EXERCISE AIM:
Among the records below, find the lines that hold the word "ceiling" and report how many there are, with no other words.

DATASET:
▽
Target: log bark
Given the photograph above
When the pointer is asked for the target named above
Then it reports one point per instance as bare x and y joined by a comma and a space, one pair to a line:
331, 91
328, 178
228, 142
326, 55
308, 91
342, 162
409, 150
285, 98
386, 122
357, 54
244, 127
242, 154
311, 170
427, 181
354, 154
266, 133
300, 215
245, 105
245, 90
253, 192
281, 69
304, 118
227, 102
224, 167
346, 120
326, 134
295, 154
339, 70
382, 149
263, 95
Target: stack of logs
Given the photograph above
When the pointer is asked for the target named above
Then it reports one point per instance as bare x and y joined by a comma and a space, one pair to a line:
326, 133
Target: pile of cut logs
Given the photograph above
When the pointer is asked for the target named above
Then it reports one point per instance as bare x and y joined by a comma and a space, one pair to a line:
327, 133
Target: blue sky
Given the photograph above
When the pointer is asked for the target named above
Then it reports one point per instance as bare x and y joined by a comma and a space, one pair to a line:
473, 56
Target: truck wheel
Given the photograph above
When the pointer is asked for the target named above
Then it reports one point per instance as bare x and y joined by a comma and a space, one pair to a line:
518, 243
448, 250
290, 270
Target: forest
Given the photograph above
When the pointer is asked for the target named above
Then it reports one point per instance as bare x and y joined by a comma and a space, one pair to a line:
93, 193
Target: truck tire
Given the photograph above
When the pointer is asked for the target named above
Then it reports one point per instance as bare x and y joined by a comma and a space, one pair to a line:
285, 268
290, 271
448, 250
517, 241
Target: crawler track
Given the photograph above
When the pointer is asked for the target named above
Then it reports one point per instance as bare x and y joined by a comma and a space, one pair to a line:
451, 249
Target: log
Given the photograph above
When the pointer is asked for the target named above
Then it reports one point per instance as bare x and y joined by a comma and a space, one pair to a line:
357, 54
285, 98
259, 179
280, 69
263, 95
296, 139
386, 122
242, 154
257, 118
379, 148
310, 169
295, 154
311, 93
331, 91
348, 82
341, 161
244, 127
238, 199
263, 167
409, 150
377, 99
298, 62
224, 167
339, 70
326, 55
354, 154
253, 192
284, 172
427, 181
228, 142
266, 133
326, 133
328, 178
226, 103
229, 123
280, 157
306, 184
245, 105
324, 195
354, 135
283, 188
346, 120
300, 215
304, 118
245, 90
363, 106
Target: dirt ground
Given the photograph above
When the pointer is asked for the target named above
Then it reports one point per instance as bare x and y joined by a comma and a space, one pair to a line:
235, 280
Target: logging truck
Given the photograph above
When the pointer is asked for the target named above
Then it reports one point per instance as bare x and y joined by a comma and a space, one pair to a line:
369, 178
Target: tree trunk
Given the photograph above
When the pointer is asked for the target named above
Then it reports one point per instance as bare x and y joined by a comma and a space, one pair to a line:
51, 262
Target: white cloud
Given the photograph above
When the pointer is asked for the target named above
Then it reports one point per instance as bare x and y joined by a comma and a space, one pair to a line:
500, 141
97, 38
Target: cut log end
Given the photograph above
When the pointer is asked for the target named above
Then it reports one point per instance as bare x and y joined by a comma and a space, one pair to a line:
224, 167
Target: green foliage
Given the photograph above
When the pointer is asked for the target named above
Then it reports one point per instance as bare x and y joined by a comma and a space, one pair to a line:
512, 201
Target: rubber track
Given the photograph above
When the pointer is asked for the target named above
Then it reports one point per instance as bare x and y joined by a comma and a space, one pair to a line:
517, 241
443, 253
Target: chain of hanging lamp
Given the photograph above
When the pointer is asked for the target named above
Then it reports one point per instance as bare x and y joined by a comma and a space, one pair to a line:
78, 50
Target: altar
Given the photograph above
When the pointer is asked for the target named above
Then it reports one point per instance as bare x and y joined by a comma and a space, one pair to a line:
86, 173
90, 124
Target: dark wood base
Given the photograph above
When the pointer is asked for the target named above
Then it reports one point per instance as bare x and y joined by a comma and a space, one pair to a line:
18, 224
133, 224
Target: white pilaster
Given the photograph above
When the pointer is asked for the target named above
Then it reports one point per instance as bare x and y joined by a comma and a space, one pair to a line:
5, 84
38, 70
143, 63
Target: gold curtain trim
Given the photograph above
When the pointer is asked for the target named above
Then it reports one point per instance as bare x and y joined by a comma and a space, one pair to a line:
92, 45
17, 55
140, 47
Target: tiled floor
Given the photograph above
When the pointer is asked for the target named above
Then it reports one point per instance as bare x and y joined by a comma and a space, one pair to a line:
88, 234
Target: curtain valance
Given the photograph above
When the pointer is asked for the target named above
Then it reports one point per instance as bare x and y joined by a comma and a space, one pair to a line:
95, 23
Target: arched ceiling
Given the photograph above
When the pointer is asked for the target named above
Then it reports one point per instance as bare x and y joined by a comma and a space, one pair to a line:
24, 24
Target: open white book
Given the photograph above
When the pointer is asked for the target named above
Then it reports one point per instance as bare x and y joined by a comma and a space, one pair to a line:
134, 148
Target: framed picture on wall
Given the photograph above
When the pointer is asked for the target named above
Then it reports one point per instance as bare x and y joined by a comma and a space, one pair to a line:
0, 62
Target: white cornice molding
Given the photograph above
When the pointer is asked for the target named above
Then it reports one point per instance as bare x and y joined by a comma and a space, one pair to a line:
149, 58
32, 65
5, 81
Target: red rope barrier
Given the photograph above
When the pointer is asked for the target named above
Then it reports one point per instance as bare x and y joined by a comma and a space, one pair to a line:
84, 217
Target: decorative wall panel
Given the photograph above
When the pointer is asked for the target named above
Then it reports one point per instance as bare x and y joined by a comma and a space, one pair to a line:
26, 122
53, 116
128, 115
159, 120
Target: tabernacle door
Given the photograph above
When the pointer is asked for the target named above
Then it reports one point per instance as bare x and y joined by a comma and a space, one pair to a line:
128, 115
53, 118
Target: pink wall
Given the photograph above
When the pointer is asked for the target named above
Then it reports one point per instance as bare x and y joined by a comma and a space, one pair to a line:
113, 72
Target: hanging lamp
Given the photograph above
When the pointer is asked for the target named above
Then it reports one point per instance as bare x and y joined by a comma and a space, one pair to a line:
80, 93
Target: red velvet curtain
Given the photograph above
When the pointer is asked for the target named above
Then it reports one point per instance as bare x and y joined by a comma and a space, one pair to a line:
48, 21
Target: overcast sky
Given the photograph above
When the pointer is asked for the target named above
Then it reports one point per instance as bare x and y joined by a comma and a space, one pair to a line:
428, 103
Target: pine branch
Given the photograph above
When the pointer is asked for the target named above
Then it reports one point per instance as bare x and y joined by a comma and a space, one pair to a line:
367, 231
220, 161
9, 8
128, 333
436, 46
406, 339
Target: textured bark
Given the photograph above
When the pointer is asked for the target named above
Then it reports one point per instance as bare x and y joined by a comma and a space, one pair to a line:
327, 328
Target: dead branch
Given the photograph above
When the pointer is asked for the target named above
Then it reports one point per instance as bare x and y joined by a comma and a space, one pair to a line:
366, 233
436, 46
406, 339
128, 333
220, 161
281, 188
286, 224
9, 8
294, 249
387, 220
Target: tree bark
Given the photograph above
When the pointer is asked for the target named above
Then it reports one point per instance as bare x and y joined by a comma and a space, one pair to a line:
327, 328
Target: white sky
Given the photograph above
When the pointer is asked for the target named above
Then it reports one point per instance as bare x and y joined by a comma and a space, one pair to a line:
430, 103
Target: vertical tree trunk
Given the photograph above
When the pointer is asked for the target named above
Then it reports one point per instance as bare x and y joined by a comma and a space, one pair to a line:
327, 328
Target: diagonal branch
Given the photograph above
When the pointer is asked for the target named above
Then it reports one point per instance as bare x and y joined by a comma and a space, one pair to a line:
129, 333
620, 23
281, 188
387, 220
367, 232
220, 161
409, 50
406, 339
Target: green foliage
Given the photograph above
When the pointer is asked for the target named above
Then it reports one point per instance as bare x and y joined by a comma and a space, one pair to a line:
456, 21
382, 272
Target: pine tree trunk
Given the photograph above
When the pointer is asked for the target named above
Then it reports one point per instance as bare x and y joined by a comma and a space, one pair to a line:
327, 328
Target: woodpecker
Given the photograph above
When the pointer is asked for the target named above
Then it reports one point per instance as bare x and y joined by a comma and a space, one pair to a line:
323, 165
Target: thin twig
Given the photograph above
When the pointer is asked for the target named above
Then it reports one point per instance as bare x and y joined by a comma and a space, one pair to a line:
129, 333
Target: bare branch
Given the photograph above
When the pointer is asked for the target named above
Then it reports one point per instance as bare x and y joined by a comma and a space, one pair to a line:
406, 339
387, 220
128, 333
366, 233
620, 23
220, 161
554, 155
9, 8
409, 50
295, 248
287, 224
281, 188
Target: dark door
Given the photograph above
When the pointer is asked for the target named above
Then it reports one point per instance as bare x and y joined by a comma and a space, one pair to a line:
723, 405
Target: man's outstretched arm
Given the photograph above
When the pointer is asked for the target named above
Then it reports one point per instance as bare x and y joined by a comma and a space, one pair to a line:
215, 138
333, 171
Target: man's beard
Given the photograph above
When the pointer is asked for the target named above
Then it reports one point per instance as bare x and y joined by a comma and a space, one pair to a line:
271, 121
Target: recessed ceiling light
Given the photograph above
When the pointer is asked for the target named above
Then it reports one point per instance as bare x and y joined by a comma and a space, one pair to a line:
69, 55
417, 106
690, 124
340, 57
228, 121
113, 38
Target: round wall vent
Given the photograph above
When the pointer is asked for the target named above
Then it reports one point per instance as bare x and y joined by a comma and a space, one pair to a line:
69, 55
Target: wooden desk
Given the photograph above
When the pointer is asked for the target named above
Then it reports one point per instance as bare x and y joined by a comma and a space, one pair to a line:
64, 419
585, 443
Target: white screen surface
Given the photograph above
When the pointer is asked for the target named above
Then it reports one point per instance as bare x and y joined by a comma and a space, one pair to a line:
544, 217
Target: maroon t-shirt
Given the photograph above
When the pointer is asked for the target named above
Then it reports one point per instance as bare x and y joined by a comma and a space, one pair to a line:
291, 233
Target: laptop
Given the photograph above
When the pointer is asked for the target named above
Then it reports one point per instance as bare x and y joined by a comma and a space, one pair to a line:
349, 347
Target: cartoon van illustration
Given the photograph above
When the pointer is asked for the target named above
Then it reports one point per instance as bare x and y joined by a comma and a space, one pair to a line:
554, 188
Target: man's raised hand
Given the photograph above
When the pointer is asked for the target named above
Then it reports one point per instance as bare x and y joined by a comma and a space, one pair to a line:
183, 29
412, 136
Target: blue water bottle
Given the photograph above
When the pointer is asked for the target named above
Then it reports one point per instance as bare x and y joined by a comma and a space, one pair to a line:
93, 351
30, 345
△
SOLUTION TO THIS PROBLEM:
2